- _What you need to do_: Set down the data below without change, skipping the pictures it holds.

- _Information provided_:
:::
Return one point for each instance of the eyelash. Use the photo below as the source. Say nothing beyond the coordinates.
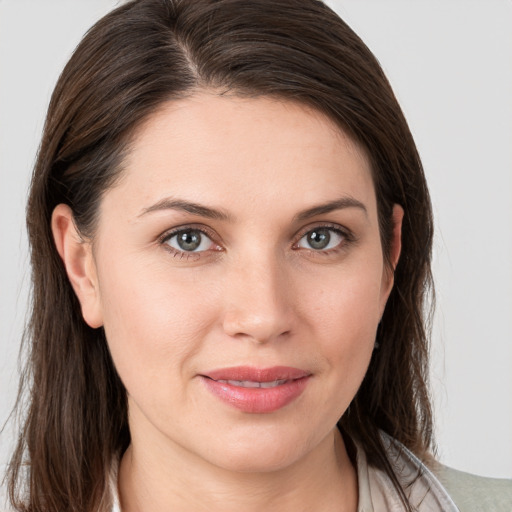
(347, 239)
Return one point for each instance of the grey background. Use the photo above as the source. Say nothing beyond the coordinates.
(450, 63)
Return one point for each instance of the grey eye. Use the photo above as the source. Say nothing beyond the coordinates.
(189, 240)
(321, 239)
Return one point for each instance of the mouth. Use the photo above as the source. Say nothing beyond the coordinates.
(257, 391)
(254, 384)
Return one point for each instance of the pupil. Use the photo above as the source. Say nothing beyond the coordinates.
(189, 240)
(319, 239)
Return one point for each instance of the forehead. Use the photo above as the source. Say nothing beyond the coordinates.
(223, 149)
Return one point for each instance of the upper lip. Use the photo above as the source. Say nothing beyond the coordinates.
(250, 373)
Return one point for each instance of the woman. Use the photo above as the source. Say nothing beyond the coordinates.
(231, 236)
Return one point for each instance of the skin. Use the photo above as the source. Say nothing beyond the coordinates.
(256, 293)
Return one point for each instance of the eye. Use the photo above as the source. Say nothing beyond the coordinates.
(189, 240)
(321, 239)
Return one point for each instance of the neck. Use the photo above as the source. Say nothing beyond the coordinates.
(151, 480)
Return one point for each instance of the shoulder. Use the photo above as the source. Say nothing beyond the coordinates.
(475, 493)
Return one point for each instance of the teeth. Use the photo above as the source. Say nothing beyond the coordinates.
(253, 384)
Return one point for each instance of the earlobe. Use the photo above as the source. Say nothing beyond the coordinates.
(78, 260)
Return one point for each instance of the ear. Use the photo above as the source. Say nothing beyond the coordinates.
(396, 241)
(394, 255)
(78, 260)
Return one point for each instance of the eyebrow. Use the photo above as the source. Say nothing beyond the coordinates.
(337, 204)
(169, 203)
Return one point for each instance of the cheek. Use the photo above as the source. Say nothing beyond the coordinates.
(154, 320)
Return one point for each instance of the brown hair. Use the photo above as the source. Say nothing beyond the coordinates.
(140, 55)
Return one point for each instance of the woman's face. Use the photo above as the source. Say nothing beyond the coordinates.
(240, 247)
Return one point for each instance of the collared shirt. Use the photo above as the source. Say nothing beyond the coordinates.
(376, 490)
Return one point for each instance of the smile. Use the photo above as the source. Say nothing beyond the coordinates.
(253, 384)
(257, 391)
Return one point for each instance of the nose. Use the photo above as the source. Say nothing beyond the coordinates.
(258, 302)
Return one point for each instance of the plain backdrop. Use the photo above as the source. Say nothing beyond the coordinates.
(450, 63)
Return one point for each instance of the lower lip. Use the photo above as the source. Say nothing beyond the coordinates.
(257, 400)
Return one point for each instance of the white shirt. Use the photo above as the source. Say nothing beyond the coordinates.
(376, 490)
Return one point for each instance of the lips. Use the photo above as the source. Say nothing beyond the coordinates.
(257, 390)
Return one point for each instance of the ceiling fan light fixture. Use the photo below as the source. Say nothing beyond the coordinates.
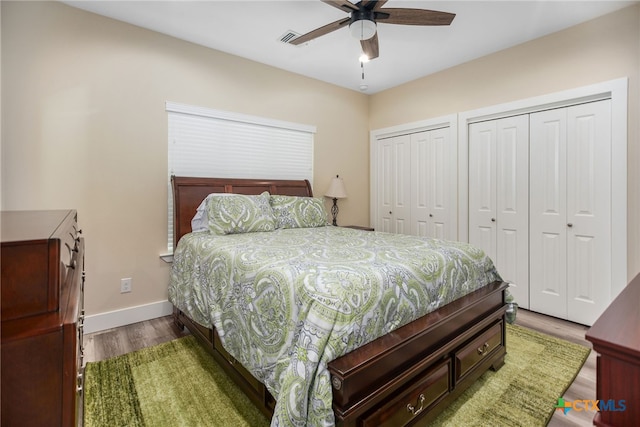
(362, 29)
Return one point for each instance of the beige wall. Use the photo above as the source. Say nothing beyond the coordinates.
(85, 127)
(603, 49)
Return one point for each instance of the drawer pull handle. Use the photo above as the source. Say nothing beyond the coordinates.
(483, 350)
(412, 408)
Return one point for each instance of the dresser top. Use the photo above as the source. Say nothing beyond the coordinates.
(617, 328)
(17, 226)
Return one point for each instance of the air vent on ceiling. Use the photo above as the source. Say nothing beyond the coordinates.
(288, 36)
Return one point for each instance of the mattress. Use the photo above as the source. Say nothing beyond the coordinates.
(287, 302)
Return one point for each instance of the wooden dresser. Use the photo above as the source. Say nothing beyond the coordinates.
(42, 262)
(616, 339)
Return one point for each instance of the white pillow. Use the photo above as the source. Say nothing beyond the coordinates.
(200, 222)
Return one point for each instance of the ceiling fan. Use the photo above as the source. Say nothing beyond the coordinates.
(366, 14)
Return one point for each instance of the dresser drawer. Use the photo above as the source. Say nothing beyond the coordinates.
(473, 353)
(417, 398)
(34, 260)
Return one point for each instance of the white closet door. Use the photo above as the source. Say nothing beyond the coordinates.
(499, 198)
(588, 211)
(431, 186)
(548, 214)
(512, 205)
(482, 186)
(394, 207)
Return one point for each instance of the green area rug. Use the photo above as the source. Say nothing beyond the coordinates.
(179, 384)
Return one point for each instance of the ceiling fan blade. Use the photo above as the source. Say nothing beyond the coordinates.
(414, 17)
(370, 47)
(326, 29)
(373, 4)
(343, 5)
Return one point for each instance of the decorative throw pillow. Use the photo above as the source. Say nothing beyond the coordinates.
(298, 212)
(239, 213)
:::
- _Exercise response_:
Return one point for each instance of the eyelash. Use the photo below as the source. Say nothing beyond the coordinates.
(347, 239)
Return one point for each instance of the grey background. Use the photo above as the source. Say nothing beyond the coordinates.
(450, 63)
Return one point for each instance of the grey eye. Use the photo above as the source. Say nothing beyond the coordinates.
(189, 240)
(321, 239)
Return one point for each instance of the mouth. Use the photo above as the source. Say nothing beyond the coordinates.
(257, 391)
(254, 384)
Return one point for each instance of the pupil. Use the photo above as the source. Say nothing beyond the coordinates.
(189, 240)
(319, 239)
Return one point for each instance of the forehead. Use the photo above as the source. Say nothing beyond the coordinates.
(223, 149)
Return one point for each instance of the upper lip. Use the photo above as the source. Say nothing beyond the coordinates.
(250, 373)
Return one point for each instance of the woman. Use the photo above as the source. Say nothing beyond the coordinates.
(231, 236)
Return one point for each instance of the skin. Use the photo above as the source. Say nothing beyond the coordinates.
(256, 293)
Return one point for each instance of the eye. Use the photo above as the source. Say nothing beyond the coordinates.
(189, 240)
(321, 239)
Return one point for each instance of the neck. Use the photo above as the source. Say nothing beyond the coordinates.
(151, 480)
Return one point for each instance of the shoulder. Use the photo above as the source. Say nothing beyond the coordinates.
(475, 493)
Return one point for each instance of the teeth. Use the photo above as the source. Say nothing beyond the coordinates.
(253, 384)
Return one point for each instance of the earlobe. Use the photo above as the source. Say nothing beyond the coordinates.
(78, 260)
Return one point for each instance of the ear. Use the photo above as the source. Say nothing beyond the coordinates.
(396, 241)
(394, 255)
(78, 260)
Return one point for each instance of the eyebrow. Use the photo above as the source. Say nothing beyond the coordinates.
(337, 204)
(169, 203)
Return one point for each instance of the cheek. Use the photo above as the source. Say nothing beyond the coordinates.
(154, 320)
Return one point for each instance of the brown hair. Use the photo above as the source. Say nothing beyond the coordinates.
(140, 55)
Return one point for each instance of the woman's face. Use the photo above as the source. Say nothing beyond the coordinates.
(240, 247)
Return one point for each instance of the collared shirt. Use the photo above as the source. Say nothing beyond the coordinates.
(376, 490)
Return one point for each instance of the smile. Use the photo above as the source. Say nothing beyond the coordinates.
(253, 384)
(257, 391)
Return one point for each instance of the nose. Use the photo above as the source. Say nothing beyond the coordinates.
(258, 302)
Return one point for each instance of the plain backdrop. Use the photo above as the source. Say nothing beyond the coordinates.
(450, 63)
Return one point for each instance of the lower lip. Use the photo above as the source. Say nothing beyond the coordinates.
(257, 400)
Return one point for each instance of the white shirt. Use the photo above as the source. Say nothing beyond the coordinates.
(376, 490)
Return one point for each instance of the lips. Use the photo above as the source. Say nothing beyond the coordinates.
(257, 390)
Return one point for each instance of the ceiling fan light fixture. Use the photo below as the source. Say nothing beyond the coordinates.
(362, 29)
Return one point for each instance of the beige wall. Use the photo above as the source. Say nothing beyond the coordinates.
(85, 127)
(603, 49)
Return one point for each instance of the drawer pull handle. Use the photo above as the source. Say nothing beyond the coordinates.
(483, 350)
(412, 408)
Return one point for each instance of the dresser top. Use the photo above as the source. Say nothing beyond the coordinates.
(617, 328)
(17, 226)
Return one point for each instance of the air vent on ceiling. Use the photo above as the source. Say nothing beyond the coordinates.
(288, 36)
Return one point for each instance of the mattress. Use the photo above as the source. Say nothing beyond the coordinates.
(287, 302)
Return one point for each instance of the wooden dresser. Use the photo above as the source. Say nothing beyond the coordinates.
(42, 262)
(616, 339)
Return one point for each instance of the white pillow. Use the photo above as the source. Say nothing beyond the coordinates.
(200, 222)
Return one point for each instance of the ceiling fan. Use the photo above as the source. Say nothing beyond the coordinates.
(366, 14)
Return one point for each instance of the dresser drawer. Use the photo above as the source. Say nothing beyond the coordinates.
(473, 353)
(417, 398)
(34, 260)
Return one point for each instance of the white closet door. Use the photo above as the source. Say nothing beyond the coordinates.
(499, 198)
(588, 211)
(431, 186)
(548, 214)
(512, 205)
(482, 186)
(394, 207)
Return one point for each instance of the green area rug. Use the photo above as the source. Say nothing beyond the coordinates.
(179, 384)
Return one point for each instance of the ceiling fan blade. Use the photo above as the source. Say nothing beyond the coordinates.
(414, 17)
(370, 47)
(326, 29)
(373, 4)
(343, 5)
Return one point for each instance of the decorative throw pillow. Use the photo above as the source. Say nothing beyond the coordinates.
(298, 212)
(239, 213)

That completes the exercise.